[Excerpt]

Oklahoma just didn’t play up to their capabilities.

“What can you say?” said OU coach Lincoln Riley. “I thought the game, we traded blows early. They went on the run there at the end of the first half. We got a little frantic and just didn’t play our best.”

Mistakes and playing backups took its toll.

“We made some uncharacteristic mistakes in the second quarter, end of the first quarter, second quarter, that we haven’t made, some, all year,” Riley said. “And you can’t give a team like that any help.

“Then, certainly, not having a few of the guys – certainly Bookie getting ejected on the targeting was a huge, huge play in the game. And we just lost our composure there a little bit, lot our sense of focus, and it hurt us. LSU capitalized on it.”

And some of OU’s players played despite injuries in the game.

“… shoot in an era where a lot of guys don’t even want to play in their own bowl game, I’ve got two guys (Jalen Hurts and Neville Gallimore) next to me right here that will play in the NFL next year and will be high draft picks that were both injured, both had things going on, both could have easily came out of the game and both begging to stay in the game, even in the last couple minutes,” Riley said. “That’s the culture we’ve built and guys like these two are very much responsible for that.

“…It hurts right now, but it won’t diminish all they’ve been able to accomplish. Just I love this team. That’s it.”

Just like in the semifinal loss to Alabama last year, OU got behind early and couldn’t recover.

“This one’s different,” Riley argued. “Bama last year jumped up, it was 28-0 before you could even blink. We weren’t really playing good on any of the sides. I thought we kind of steadied after we hit the big play to CeeDee and then Kennedy scored the first touchdown. I thought we were going to steady there. We traded blows early. It was just that run there.

“What it is, I mean, you play really good teams in this playoff. And when you don’t play your best ball, good teams are going to take advantage of it. And LSU took advantage of us not playing our best ball there.

“And then there were just some pivotal big third — like there’s going to be in these games, but some pivotal third downs they made, a couple of unbelievable plays, a couple that we made a couple boneheaded plays. Several opportunities offensively that were just that far away, but in games like this, that’s the margin of error.”

LSU is really good and OU played really poorly.

[Data extracts]

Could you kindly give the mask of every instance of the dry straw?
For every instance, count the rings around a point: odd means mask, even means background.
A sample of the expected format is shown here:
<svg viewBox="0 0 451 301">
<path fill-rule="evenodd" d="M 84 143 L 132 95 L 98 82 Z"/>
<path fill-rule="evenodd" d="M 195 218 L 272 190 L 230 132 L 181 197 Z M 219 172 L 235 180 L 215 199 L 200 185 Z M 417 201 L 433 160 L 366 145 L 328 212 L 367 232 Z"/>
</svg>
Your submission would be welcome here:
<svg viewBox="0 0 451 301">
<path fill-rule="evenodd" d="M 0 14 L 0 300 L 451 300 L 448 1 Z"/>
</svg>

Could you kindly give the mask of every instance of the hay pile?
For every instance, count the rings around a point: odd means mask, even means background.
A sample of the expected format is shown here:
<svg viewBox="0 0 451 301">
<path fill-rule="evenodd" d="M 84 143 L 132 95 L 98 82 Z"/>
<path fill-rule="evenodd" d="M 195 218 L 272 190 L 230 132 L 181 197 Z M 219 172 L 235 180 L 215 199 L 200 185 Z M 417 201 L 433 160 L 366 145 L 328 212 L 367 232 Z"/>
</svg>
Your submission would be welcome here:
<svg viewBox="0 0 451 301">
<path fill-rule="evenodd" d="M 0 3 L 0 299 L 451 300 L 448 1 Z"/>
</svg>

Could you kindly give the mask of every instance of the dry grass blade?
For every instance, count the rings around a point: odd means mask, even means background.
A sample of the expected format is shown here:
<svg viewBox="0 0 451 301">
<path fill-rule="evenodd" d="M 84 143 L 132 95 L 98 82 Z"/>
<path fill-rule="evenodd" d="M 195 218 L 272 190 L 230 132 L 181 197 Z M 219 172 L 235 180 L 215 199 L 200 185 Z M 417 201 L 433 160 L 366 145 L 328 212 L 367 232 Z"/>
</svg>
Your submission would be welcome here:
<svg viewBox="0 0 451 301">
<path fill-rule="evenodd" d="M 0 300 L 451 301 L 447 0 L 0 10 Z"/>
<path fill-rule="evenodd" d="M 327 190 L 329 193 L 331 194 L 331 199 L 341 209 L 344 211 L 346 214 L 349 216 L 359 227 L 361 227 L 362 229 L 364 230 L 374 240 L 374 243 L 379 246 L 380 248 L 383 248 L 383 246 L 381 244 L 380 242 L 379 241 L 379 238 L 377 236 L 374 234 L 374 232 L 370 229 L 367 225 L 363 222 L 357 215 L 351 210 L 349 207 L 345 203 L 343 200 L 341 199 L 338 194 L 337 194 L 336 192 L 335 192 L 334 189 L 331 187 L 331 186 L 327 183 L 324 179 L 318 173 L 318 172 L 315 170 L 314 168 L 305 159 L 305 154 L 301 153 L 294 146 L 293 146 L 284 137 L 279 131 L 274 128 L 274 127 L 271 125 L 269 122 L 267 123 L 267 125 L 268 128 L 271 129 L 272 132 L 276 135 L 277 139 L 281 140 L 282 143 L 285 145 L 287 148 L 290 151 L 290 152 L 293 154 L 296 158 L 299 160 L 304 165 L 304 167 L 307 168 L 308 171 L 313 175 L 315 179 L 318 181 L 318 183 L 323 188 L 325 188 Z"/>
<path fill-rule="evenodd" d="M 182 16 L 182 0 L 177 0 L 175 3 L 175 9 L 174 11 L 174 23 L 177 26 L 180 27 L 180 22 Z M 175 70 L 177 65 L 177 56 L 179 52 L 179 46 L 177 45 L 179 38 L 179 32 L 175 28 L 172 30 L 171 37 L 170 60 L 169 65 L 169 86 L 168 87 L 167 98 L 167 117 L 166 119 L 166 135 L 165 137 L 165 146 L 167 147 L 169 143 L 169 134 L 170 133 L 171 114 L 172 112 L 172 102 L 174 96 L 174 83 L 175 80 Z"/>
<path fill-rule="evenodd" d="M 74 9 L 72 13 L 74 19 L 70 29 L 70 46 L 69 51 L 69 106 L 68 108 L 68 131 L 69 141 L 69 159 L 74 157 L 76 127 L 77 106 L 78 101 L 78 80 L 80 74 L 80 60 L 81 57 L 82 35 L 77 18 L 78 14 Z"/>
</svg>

[Exercise 1]
According to the excerpt on Oklahoma's loss to LSU, which two players sitting next to Riley had played through injuries?
[Exercise 2]
Pick up the report on Oklahoma's loss to LSU after its last sentence and keep writing.

[Your response 1]
Jalen Hurts and Neville Gallimore

[Your response 2]
“They got great players, really athletic players,” said OU’s Jalen Hurts. “They’re fast, they play strong. They rally to the ball. But when you play this game, you talk about the controllables, what you can control. We didn’t take advantage of our opportunities, and that’s something that we can control. They play really good defense, but we were too inconsistent to come out on top of this game, and I think that’s the blunt reality of it.”

Hurts felt like he let the team down.

“It hurts me in my heart, you know,” Hurts said. “When I decided to come to this school, I told Coach Riley, I’m going to go win you a National Championship, and I failed to do that.  Moving forward, I definitely hope — I’ve already told them, I hope that you guys learn from this. I hope everybody learns from this. It hurts me the most because usually, when you come up short in something, you can come back and you can fix it. I can’t come back and fix it. I’ll never play college football again.”

Hurts graduates will go to the NFL..

Riley doesn’t see this lopsided loss as a major setback for the program.

“We’re continuing to make strides,” Riley said. “There’s no doubt about it. I mean, just putting yourself here four times in five years is — I mean, that’s so hard to do, man. I mean, it’s so hard to do.

“So I think we’ve made some great improvements with the program. I’m excited about where we’re heading defensively. I think we’ve just scratched the surface about how good we can get on that side.  This program has championship DNA. We kind of find a way, and we’ll be back.”

OU All-American wide receiver CeeDee Lamb and linebacker Kenneth Murray have announced that they will forego their senior years and enter the NFL Draft.